[Position annotation records]
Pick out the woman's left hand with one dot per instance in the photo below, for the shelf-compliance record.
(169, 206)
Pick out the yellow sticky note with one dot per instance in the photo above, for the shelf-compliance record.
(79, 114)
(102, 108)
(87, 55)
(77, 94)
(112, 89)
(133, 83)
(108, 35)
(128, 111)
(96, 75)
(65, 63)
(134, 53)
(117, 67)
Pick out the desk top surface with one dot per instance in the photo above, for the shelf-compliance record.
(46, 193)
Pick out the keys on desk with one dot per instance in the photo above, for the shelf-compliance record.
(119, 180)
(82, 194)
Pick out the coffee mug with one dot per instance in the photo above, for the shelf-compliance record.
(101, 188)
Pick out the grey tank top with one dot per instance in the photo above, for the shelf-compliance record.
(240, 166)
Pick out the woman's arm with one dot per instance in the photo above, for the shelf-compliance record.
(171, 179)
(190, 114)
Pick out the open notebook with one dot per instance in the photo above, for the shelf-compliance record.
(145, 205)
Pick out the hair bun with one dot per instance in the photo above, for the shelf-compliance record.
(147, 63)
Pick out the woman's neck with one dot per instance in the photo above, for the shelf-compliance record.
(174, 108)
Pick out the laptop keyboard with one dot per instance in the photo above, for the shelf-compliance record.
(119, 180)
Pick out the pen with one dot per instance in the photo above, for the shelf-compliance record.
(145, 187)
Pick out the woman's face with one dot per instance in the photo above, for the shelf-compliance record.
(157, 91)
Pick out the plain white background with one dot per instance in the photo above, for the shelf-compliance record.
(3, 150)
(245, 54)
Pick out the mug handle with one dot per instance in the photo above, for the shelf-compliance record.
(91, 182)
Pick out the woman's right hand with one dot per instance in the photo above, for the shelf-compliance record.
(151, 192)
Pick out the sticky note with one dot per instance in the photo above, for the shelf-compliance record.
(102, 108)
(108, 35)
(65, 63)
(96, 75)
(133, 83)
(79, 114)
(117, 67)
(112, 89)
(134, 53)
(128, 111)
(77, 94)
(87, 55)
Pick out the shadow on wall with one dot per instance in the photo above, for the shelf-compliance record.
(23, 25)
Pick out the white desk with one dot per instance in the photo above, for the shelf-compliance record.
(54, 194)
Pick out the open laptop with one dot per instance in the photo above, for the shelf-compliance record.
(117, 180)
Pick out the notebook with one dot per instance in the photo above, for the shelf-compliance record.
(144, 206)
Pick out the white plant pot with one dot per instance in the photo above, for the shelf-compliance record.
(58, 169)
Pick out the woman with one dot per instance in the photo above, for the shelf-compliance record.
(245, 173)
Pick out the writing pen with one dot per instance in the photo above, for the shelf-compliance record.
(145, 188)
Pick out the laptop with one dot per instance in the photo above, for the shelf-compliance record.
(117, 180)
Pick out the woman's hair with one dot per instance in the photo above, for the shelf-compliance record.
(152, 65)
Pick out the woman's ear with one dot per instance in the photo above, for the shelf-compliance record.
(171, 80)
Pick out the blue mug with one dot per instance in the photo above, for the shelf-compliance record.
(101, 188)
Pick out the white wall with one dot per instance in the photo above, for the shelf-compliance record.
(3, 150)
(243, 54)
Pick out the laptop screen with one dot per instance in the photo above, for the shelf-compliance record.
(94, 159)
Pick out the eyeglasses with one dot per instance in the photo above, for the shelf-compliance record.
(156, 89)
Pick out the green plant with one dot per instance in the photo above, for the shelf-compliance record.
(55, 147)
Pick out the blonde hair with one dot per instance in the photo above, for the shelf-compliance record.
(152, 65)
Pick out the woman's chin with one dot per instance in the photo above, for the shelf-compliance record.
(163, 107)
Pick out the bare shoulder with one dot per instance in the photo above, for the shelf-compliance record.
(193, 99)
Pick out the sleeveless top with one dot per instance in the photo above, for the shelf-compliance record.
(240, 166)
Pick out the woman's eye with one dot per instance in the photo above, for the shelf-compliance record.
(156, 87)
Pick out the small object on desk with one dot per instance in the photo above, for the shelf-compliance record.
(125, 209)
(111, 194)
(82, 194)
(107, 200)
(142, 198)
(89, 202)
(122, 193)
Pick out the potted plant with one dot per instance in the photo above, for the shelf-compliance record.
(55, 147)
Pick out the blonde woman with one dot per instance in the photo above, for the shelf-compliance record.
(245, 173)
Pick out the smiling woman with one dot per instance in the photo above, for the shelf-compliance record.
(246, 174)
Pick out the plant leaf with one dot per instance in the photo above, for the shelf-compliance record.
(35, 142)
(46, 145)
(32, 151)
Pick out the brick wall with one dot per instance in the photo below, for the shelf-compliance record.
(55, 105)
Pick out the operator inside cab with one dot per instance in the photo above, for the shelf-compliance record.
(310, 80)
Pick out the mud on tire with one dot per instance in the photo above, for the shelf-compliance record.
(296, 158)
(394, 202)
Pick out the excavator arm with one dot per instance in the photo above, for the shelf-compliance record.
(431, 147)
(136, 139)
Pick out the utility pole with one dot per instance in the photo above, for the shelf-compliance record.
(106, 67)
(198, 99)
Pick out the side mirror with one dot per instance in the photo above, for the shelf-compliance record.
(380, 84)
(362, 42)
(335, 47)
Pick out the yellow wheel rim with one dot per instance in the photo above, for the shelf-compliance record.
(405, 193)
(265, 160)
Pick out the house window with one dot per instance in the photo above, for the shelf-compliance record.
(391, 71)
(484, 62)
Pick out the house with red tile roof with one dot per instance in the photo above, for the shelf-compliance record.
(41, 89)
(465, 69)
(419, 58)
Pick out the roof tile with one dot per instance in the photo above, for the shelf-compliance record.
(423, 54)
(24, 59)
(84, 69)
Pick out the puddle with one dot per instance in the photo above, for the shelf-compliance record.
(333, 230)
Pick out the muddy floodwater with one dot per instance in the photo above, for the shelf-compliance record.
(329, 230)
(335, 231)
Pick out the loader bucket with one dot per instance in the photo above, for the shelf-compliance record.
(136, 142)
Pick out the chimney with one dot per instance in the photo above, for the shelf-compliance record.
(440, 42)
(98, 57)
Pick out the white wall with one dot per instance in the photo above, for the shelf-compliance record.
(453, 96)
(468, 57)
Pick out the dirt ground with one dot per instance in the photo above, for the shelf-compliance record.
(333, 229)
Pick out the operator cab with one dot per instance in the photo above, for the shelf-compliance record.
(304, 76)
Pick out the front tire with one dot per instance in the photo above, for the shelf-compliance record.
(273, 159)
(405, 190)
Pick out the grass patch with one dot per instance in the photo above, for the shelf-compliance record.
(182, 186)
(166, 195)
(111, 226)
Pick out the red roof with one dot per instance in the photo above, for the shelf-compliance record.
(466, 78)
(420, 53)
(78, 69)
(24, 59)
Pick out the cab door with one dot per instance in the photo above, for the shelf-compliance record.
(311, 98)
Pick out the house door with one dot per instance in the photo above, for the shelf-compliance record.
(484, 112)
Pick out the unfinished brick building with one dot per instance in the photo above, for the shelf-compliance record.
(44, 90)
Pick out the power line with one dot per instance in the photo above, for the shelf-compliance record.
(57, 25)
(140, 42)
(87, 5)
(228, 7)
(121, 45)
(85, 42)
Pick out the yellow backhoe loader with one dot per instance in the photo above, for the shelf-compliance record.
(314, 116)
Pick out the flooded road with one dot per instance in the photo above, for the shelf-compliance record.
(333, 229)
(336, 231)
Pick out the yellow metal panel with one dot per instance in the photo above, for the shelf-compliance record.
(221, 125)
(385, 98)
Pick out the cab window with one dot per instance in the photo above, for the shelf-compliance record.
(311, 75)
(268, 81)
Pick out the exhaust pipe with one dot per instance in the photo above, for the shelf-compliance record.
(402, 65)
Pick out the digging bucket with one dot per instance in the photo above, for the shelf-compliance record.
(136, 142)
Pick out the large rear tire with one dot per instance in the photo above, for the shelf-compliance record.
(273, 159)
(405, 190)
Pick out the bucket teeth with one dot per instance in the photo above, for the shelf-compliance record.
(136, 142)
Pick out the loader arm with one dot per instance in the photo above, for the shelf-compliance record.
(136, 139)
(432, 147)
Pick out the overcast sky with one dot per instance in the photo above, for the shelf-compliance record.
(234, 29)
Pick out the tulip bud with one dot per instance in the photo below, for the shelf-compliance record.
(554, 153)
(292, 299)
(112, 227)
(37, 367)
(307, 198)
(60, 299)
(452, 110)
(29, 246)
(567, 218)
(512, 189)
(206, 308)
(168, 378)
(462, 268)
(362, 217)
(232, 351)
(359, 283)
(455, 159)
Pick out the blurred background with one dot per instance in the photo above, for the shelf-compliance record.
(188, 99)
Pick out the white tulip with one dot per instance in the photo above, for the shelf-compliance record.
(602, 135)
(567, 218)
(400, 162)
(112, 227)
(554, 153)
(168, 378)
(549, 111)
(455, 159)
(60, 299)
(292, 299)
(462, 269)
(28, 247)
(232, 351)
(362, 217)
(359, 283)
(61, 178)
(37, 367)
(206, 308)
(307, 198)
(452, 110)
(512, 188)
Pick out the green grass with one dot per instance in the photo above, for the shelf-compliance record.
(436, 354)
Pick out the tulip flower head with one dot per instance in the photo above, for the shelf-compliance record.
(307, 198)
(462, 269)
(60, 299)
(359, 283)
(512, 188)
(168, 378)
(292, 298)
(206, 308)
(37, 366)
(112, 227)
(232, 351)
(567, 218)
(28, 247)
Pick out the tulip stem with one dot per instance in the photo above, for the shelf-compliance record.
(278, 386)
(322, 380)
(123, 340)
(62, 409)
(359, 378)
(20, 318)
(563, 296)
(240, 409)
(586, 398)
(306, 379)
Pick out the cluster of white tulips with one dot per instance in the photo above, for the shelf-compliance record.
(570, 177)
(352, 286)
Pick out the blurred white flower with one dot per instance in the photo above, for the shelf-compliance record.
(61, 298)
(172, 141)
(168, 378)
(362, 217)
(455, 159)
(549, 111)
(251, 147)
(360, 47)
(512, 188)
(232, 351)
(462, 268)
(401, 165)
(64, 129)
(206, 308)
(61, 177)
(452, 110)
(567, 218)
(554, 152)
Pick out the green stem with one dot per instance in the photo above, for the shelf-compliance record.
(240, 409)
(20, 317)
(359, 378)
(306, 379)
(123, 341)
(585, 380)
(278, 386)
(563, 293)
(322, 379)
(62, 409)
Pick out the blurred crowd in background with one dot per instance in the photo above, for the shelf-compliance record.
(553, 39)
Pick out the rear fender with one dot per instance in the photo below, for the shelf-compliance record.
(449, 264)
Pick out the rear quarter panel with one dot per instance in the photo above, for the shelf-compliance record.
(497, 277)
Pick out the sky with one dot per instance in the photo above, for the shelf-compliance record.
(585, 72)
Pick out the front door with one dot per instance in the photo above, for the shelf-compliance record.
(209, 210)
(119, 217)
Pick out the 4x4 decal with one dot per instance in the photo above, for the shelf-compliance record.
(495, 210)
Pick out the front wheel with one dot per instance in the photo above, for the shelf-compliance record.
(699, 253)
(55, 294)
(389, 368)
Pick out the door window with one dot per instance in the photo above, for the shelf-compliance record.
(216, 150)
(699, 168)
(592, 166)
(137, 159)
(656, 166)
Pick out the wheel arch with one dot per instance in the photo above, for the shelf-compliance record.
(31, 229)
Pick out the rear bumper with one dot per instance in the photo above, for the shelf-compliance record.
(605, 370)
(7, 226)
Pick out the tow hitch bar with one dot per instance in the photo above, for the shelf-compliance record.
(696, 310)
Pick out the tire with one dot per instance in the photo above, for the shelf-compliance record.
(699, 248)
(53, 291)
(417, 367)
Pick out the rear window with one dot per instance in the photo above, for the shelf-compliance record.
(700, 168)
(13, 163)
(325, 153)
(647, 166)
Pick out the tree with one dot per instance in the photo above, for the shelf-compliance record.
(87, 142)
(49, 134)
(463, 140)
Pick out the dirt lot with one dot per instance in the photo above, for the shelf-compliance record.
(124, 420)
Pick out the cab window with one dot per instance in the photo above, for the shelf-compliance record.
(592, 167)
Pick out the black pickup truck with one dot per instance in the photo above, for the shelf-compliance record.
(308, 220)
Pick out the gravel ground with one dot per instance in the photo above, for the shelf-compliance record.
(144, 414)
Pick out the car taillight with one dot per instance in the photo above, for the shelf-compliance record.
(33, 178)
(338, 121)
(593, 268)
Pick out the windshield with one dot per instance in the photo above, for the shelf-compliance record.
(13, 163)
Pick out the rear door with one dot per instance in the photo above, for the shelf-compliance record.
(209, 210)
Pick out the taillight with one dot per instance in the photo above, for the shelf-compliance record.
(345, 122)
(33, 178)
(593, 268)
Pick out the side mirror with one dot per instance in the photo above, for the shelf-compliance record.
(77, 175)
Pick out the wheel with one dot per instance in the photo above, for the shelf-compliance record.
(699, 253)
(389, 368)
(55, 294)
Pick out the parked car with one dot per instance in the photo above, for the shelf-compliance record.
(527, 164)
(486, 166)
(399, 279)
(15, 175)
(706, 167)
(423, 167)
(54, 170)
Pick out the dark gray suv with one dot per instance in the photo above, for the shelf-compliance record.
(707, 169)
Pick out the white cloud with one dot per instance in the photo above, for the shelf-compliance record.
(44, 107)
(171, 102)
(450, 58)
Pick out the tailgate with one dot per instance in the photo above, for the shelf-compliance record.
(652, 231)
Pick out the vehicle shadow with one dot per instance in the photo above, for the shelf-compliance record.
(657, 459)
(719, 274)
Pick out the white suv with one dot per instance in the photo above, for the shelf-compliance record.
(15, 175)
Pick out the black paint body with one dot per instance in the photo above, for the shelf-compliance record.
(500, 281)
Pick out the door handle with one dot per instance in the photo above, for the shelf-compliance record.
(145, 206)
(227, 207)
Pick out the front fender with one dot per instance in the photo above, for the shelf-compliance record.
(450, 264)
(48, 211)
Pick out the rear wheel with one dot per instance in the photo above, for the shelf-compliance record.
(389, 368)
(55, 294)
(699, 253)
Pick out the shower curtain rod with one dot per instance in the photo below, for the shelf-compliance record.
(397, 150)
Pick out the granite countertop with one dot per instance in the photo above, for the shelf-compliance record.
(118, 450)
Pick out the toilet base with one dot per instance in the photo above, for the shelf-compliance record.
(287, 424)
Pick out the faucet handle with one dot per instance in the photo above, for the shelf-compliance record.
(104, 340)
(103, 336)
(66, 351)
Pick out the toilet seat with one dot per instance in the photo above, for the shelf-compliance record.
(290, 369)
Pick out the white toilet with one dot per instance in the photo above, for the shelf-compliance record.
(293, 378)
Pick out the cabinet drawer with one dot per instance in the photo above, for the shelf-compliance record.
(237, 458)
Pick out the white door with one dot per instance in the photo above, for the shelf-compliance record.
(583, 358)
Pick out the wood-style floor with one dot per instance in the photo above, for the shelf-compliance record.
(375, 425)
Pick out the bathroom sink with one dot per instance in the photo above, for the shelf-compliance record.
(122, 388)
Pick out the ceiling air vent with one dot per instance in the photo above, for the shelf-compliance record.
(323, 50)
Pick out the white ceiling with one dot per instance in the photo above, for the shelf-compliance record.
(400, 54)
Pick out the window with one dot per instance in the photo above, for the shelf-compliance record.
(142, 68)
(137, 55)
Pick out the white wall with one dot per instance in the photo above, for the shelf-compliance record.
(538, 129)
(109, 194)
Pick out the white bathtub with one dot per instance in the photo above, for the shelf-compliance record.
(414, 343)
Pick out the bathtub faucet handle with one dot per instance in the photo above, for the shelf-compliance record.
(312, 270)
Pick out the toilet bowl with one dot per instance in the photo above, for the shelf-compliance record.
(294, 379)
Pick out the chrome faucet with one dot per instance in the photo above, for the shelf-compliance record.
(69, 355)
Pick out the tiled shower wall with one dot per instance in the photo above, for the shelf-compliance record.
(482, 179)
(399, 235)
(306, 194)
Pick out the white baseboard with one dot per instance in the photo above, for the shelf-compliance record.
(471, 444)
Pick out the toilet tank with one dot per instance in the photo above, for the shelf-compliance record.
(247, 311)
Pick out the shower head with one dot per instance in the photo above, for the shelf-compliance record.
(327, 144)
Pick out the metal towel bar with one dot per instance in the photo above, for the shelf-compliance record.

§ REQUIREMENTS: Give again the lines from the line holding "Pick out the ceiling" through the close of the listing, both included, exactly as written and with nothing else.

§ EXERCISE SOLUTION:
Pick out the ceiling air vent with one dot per instance in the photo above, for the shelf-compliance record.
(323, 50)
Pick out the white ceiling with one dot per instance in the photo above, for the shelf-compliance record.
(400, 54)
Pick out the window with one dot per instance in the photo above, for the shelf-compliance record.
(142, 68)
(137, 55)
Pick out the white wall with one dot per instance in the photo above, for the shelf-compliance record.
(538, 129)
(109, 194)
Pick out the white bathtub with one dot per instance in the photo above, for the shelf-compliance record.
(414, 343)
Pick out the bathtub faucet handle with one dot per instance in the photo above, for the shelf-compliance record.
(312, 270)
Pick out the toilet bowl with one dot per instance in the photo above, for the shelf-compliance record.
(294, 379)
Pick out the chrome faucet with one dot per instance in the photo above, for the shelf-compliance record.
(69, 355)
Pick out the tiled shower wall with one dot per instance in the photo above, for the shelf-compliance record.
(482, 179)
(399, 235)
(306, 194)
Pick out the white baseboard with one dot per instance in the photo above, for the shelf-compliance record.
(471, 444)
Pick out the toilet tank with one dot per instance in the photo above, for the shelf-compliance record.
(247, 311)
Pick out the shower head with one dot per instance in the photo above, for the shelf-compliance record.
(327, 144)
Pick out the metal towel bar with one dot per instance in the photo above, for the shelf-compliance record.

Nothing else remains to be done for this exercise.